▸ **Verilen metin**:

+--

2 Ekim 2015 Cuma

Kardeşliğinizi şüpheye kurban etmeyin

Kardeşliğinizi şüpheye kurban etmeyin

 
Cemil Tokpınar

c.tokpinar@meydangazetesi.com.tr
02 Ekim 2015, 01:43


Rabbimiz, “Müminler ancak kardeştirler” hükmünün yer aldığı Hucurat Suresi’nde, ‘suizan, kusur araştırma ve gıybeti’ yasaklayan ayette şöyle buyurur:

“Ey iman edenler! Zandan çok sakının. Çünkü zanların bir kısmı günahtır. Birbirinizin gizli hallerini araştırmayın. Kiminiz kiminizi gıybet etmesin. Hiç sizden biriniz ölmüş kardeşinin cesedini dişlemekten hoşlanır mı? İşte bundan hemen tiksindiniz! Öyleyse Allah'ın azabından korkun da bu çirkin işten kendinizi koruyun. Allah Tevvab’dır, tövbeleri çok kabul eder, Rahîm’dir, merhamet ve ihsanı boldur.” (Hucurat: 12)

+--

[Bazı kayıtlar]

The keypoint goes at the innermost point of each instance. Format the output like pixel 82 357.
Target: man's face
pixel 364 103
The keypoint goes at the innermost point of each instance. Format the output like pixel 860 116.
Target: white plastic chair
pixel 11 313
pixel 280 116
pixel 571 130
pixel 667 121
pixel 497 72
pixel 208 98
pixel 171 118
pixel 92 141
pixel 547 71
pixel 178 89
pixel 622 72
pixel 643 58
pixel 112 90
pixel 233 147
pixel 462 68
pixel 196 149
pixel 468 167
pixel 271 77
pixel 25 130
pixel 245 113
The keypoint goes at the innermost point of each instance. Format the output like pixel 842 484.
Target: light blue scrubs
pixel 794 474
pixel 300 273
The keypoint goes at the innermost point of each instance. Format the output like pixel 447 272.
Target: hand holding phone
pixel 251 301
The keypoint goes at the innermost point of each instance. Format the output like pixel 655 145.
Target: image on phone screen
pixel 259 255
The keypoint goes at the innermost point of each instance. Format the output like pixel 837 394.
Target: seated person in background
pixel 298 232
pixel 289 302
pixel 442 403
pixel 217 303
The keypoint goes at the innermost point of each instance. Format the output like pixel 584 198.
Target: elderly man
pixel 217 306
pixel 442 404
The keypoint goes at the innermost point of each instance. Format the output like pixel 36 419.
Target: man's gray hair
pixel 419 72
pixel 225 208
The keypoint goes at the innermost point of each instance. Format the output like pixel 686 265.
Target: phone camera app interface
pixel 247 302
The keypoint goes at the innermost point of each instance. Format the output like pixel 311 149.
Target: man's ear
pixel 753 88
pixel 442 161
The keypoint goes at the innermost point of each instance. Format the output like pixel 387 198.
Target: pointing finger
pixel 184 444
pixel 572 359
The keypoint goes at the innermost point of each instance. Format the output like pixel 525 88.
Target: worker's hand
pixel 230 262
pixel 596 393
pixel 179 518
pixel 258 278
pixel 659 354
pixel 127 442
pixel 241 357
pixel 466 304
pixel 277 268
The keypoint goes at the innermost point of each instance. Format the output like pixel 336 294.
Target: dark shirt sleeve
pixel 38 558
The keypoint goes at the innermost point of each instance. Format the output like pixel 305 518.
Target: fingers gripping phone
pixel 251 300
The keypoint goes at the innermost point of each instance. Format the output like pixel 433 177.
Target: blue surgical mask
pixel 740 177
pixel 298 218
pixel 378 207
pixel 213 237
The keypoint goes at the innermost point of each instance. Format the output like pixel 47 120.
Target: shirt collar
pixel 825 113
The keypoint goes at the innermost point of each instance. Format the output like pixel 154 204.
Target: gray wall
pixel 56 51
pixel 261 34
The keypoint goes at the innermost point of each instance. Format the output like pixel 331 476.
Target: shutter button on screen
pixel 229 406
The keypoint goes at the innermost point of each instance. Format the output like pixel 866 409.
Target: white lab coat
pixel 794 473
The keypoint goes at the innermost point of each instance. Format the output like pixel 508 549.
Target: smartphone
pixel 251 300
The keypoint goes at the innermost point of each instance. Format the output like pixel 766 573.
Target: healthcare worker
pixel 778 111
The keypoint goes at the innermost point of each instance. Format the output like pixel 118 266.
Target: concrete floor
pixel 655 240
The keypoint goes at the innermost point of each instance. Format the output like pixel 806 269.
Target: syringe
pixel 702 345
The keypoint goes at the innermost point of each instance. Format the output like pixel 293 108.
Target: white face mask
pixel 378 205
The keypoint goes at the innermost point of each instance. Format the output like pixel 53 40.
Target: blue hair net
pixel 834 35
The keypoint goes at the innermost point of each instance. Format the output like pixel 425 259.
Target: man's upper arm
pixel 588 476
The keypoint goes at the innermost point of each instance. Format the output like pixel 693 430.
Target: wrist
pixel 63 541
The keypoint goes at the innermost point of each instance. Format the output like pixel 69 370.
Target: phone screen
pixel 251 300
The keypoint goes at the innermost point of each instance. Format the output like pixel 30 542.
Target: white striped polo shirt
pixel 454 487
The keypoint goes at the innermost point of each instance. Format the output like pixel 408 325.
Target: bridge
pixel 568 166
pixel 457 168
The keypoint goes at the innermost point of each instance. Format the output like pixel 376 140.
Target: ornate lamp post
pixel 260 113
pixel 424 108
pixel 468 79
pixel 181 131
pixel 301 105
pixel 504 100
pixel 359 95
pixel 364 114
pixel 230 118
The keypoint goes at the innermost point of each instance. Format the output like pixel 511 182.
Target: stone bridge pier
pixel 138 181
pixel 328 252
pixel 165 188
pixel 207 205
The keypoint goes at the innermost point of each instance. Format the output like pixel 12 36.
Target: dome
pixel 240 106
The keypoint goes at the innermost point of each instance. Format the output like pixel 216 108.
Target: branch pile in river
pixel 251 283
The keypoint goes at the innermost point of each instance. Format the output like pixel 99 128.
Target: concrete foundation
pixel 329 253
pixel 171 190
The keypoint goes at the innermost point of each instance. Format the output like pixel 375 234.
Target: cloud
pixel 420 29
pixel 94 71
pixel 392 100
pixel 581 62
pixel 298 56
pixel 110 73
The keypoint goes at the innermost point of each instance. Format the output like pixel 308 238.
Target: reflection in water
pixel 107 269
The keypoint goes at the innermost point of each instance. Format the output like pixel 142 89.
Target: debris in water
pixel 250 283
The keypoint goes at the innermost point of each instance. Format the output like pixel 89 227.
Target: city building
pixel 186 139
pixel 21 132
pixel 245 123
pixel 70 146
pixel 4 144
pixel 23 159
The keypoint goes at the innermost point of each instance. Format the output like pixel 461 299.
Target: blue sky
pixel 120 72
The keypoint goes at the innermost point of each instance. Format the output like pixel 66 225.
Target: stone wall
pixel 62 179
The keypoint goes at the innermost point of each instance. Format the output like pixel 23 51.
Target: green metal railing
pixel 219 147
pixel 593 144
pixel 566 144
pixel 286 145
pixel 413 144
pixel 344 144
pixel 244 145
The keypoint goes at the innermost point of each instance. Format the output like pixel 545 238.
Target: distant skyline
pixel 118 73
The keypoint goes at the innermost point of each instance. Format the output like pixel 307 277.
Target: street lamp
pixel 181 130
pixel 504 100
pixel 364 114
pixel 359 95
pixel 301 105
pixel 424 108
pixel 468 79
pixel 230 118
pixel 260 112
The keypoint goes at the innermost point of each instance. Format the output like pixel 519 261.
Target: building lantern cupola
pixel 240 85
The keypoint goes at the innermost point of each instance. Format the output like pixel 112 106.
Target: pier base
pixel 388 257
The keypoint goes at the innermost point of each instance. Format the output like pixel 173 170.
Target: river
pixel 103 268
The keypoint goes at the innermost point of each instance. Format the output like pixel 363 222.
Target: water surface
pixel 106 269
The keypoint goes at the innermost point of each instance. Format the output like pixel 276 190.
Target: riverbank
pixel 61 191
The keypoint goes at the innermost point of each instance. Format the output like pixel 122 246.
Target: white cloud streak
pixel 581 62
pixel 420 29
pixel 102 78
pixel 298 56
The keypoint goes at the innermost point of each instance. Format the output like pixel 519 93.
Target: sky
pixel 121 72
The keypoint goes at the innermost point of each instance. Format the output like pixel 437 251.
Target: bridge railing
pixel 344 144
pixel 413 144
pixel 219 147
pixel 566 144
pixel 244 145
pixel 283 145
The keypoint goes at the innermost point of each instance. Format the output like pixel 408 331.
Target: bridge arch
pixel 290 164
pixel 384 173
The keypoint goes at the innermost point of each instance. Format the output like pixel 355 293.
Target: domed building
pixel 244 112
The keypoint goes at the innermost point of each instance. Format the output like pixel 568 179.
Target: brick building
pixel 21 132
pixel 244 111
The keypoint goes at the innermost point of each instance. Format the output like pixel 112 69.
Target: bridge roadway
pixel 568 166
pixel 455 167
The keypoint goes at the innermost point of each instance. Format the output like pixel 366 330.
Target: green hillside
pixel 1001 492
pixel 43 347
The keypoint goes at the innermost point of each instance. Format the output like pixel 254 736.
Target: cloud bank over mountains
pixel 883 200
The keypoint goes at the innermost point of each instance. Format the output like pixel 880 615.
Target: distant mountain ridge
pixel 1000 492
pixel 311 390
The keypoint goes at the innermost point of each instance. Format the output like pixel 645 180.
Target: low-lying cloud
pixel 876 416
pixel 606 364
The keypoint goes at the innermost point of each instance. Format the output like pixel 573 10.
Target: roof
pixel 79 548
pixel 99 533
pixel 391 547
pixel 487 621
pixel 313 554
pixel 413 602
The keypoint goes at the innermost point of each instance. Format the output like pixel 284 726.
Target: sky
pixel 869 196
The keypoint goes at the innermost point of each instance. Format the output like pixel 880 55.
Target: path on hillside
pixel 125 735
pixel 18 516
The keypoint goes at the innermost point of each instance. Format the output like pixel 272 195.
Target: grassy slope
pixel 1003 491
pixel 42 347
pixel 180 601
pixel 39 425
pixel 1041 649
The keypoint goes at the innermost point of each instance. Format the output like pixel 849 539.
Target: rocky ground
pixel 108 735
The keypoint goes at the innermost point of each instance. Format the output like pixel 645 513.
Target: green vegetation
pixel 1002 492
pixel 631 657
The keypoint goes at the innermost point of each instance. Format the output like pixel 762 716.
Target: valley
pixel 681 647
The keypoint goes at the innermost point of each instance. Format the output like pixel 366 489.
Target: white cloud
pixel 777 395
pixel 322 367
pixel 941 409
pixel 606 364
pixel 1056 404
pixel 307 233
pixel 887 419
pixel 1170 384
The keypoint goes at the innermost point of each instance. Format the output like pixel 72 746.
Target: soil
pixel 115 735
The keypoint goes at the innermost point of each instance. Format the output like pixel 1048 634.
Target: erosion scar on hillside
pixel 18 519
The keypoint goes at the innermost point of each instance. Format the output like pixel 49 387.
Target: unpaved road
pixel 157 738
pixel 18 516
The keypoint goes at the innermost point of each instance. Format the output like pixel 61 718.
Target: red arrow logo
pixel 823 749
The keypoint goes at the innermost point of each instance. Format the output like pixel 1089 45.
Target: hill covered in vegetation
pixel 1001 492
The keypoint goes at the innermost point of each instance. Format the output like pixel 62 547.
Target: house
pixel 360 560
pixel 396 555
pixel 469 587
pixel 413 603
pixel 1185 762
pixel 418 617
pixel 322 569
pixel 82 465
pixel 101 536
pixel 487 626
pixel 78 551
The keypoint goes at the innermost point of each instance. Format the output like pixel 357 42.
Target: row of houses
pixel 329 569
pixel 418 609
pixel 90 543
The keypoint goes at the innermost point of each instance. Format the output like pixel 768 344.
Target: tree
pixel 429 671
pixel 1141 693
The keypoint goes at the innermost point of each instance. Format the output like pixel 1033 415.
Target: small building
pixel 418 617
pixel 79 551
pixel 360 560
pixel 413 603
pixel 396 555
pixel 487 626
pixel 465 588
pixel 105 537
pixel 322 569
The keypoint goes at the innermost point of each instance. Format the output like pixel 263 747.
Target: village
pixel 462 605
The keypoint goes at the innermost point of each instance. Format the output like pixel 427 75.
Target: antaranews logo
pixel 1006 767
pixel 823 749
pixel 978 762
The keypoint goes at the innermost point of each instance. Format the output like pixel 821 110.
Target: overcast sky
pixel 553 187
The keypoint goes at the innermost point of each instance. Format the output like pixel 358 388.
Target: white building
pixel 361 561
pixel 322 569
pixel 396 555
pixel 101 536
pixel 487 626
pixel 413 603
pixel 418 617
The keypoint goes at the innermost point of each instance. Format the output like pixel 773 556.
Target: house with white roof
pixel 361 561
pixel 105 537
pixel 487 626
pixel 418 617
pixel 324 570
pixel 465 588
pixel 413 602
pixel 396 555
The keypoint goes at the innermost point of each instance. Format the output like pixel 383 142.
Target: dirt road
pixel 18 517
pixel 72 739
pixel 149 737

+--

▸ **Görev listesi**:
A: Kardeşlik yazısında alıntılanan ayet hangi surenin kaçıncı ayetidir?
B: Kardeşlik yazısında "Ey iman edenler! Zandan çok sakının" diye başlayan paragrafı, ana hükümlerini koruyarak madde madde yeniden yazın.
C: Kardeşlik yazısının devamını, metnin bittiği yerden başlayarak yazın.
Kayıtların bu alıştırmada hiçbir işlevi yoktur.

▸ **Alıştırma sonuçları**:
A: Hucurat Suresi'nin 12. ayetidir.

B:
- Zandan çok sakının, çünkü zanların bir kısmı günahtır.
- Birbirinizin gizli hallerini araştırmayın.
- Birbirinizi gıybet etmeyin. Bu, ölmüş kardeşinin cesedini dişlemek kadar tiksindirici bir iştir.
- Allah'ın azabından korkup bu çirkin işten kendinizi koruyun.
- Allah tövbeleri çok kabul eder, merhamet ve ihsanı boldur.

C:
Zamanla gıybete dönüşür


Zan, ihtimal ve tahmin üzere hüküm vermektir. Bunun için zanna dayalı hüküm ve bilgiler de zannîdir, doğruluğu şüphelidir, kesin değildir. Eğer zannın sebebi, kişinin kendi nefsi ise hata ve vebalin boyutu daha artmaktadır. Uhrevî sorumluluktan kurtulmak için çok zandan veya zannın çoğundan kaçınmak gerekir.

Zannın çoğunun günah olması, bazı zanların zararsız olduğunu gösterir. Sözgelişi, Allah’a ve müminlere hüsnü-zanda bulunmak vaciptir. Ayette yasaklanan zan, mümine karşı sui zan beslemektir ki, bu haramdır. Peygamber Efendimiz (a.s.m.), bir hadislerinde şöyle buyurur: “Zandan sakının. Çünkü zan, sözlerin en yalan olanıdır.” (Buharî, Vasâyâ: 8)

Bütün zanlar ve tahminler değil; ama kimi zanlar, gıybet hâlini alır. İmam Gazalî, bunu ‘kalp ile gıybet’ şeklinde tanımlamış; ‘bir kimsenin ayıbını insanın kendi kendine söylemesini’ bile reddetmiş; kalp ile gıybeti, ‘gözü ile kötü bir şeyi görmeden, kulağı ile duymadan, bir kimseye suizanda bulunmak’ şeklinde tarif etmiştir. (Kimya-yı Saadet, s.388)

Suizandan kaçınmak gerek


Mümin bir kimse hakkında suizanda bulunmaktan şiddetle kaçınmak gerekir. Eğer aklımıza takılan bir şüphe, bir soru işareti varsa, ya iyiye yormalı veya kişinin kendisine sormalıyız.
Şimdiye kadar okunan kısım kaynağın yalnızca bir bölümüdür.